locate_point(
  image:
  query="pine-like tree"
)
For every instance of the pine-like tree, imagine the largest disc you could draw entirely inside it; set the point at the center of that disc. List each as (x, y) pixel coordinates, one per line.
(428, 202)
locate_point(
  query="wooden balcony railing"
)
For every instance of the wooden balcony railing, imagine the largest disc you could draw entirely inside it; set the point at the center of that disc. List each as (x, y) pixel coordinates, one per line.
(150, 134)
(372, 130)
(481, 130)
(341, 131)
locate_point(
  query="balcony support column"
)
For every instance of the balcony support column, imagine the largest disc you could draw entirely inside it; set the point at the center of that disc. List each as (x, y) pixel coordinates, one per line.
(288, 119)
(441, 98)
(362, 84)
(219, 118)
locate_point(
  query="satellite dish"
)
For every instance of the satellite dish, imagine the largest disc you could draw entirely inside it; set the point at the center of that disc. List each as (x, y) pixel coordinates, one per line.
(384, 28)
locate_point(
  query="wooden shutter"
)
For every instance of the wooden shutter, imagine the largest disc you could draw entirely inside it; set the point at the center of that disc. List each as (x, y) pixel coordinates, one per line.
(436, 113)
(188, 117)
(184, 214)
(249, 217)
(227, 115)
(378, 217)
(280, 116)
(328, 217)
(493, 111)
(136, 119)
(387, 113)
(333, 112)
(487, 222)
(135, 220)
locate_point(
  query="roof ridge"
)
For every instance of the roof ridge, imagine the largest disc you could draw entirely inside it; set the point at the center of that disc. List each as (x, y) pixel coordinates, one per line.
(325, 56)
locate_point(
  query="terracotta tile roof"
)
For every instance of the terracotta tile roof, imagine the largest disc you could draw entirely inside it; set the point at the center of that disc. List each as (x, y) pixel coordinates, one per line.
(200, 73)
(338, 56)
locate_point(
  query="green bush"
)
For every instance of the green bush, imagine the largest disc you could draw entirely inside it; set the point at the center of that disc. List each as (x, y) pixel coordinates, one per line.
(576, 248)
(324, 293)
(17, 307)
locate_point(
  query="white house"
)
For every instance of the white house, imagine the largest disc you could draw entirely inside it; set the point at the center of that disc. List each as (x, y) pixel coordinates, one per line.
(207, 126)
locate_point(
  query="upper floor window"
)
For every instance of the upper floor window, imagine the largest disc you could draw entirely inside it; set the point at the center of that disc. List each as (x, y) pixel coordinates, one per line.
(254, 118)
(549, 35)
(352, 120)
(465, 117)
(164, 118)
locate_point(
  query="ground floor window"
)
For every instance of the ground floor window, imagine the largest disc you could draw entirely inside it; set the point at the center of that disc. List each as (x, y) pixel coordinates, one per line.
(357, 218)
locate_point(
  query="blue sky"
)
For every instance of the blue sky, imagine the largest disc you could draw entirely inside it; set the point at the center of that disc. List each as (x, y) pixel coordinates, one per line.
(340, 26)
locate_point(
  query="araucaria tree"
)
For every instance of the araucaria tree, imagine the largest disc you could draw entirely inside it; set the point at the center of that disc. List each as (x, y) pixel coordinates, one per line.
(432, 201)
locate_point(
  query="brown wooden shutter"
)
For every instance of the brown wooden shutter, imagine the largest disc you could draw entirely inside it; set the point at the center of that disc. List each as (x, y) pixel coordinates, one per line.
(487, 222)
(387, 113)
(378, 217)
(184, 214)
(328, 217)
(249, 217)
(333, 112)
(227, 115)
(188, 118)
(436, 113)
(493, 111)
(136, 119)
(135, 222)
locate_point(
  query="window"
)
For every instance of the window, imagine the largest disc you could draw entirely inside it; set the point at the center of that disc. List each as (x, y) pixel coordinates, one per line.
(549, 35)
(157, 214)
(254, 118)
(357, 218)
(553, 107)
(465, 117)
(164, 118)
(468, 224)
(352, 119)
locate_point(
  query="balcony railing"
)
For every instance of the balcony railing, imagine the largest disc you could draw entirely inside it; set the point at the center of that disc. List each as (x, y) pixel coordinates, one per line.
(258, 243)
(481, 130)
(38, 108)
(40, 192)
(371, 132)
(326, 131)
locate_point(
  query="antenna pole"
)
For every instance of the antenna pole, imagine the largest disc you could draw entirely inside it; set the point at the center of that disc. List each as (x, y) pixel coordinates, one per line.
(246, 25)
::::
» **Given instruction**
Write every entry out again exactly.

» **Finished exercise**
locate_point(
  image:
  query="pine-like tree"
)
For every instance of the pine-like tree, imagine the largest disc you could draw entirely inside it; set the point at the center of that disc. List each as (x, y) pixel coordinates, one per line.
(428, 202)
locate_point(
  query="wooden balcony railing"
)
For every instance of the wooden balcony railing, imagine the largest disc you could draw entirely inside it; set the point at the center of that disc. List each as (x, y) pixel coordinates, one per line.
(150, 134)
(372, 130)
(481, 130)
(341, 131)
locate_point(
  query="balcony support column"
)
For every instance of the balcony support column, imagine the largest disc you could draw entirely inside it; set the point at the center of that disc. List each as (x, y) pixel coordinates, one per line.
(288, 119)
(441, 98)
(362, 84)
(219, 118)
locate_point(
  query="satellite dish"
)
For every instance of the satellite dish, imagine the largest disc you could draw entirely inside it; set the point at the center of that disc. List each as (x, y) pixel coordinates, one per line.
(384, 28)
locate_point(
  query="wooden shutter"
)
For every instance of the wooden shutter, imagine the largest disc you could draw entirely inside it; set the point at the center of that disc. List each as (x, y) pixel coordinates, one per line.
(436, 113)
(188, 117)
(184, 214)
(249, 217)
(227, 115)
(378, 217)
(280, 116)
(328, 217)
(493, 111)
(136, 119)
(387, 113)
(333, 112)
(487, 222)
(135, 220)
locate_point(
  query="roof ridge"
)
For every instance of the roof ridge, imagine the largest disc you could draw entirely inside it; set the point at the center of that disc. List each as (x, y) pixel coordinates, one per line.
(325, 56)
locate_point(
  query="terracotta tile roof"
)
For every instance of the terracotta tile roof, imagine the largest disc you could draw entirely inside it; set the point at the center of that disc. List each as (x, y) pixel coordinates, one per line.
(200, 73)
(338, 56)
locate_point(
  query="green bush"
)
For every instance of the green bush, imagine the largest disc you could draw entirely inside it; set the point at the center of that disc. List each as (x, y) pixel coordinates, one per line.
(576, 248)
(324, 293)
(17, 307)
locate_point(
  query="white house"
)
For every instance of the white house, imagine the largest disc you could draw entirely inside it; set the point at the center of that disc. List each as (x, y) pixel coordinates, one per line.
(207, 126)
locate_point(
  query="upper floor window"
)
For every instance of the upper floor window, imagine the largest disc you could draw entirely inside it; set the point at the center of that disc. List each as (x, y) pixel coordinates, one per line.
(254, 118)
(549, 35)
(352, 120)
(465, 117)
(164, 118)
locate_point(
  query="ground floor window"
)
For every instance of the ground floor window, imagine the largest disc you could draw entirely inside it; set the point at the center of that disc. List each as (x, y) pixel coordinates, one per line.
(357, 218)
locate_point(
  query="blue sky"
)
For every instance of the blue sky, imagine the largest disc you could draw entirely inside it; set the point at the center of that disc. List each as (x, y) pixel coordinates, one per line.
(340, 26)
locate_point(
  query="araucaria tree"
)
For every instance of the araucaria tree, imagine the largest disc you could draw entirely inside it; set the point at the center of that disc. List each as (x, y) pixel coordinates, one per line.
(432, 201)
locate_point(
  query="brown wooden shutter"
)
For every instance of the brown wooden shutter, imagine the largest disc you could draw entirely inside it; set the point at the center of that disc. List each as (x, y) pixel coordinates, one per line.
(487, 222)
(387, 113)
(378, 217)
(184, 214)
(328, 217)
(249, 217)
(333, 112)
(227, 115)
(188, 118)
(436, 113)
(493, 111)
(136, 119)
(135, 222)
locate_point(
  query="window"
)
For every instance of the window, imagine the largest disc you could draw entirely inside it; set the point at the center of that disc. List each as (x, y) pixel coordinates, one per line.
(549, 35)
(157, 214)
(254, 118)
(357, 218)
(553, 107)
(465, 117)
(164, 118)
(468, 224)
(352, 119)
locate_point(
  query="balcony railing"
)
For every instance of the balcony railing, imagine the largest disc you could draw entirely inside it; set the point at the center of that disc. List each as (x, y) pixel coordinates, one per line.
(258, 243)
(481, 130)
(38, 108)
(40, 192)
(371, 132)
(326, 131)
locate_point(
  query="antenna pole"
)
For every instance of the antenna pole, imagine the largest disc you could draw entirely inside it; set the point at the center of that disc. List each as (x, y) pixel coordinates, one per line.
(246, 25)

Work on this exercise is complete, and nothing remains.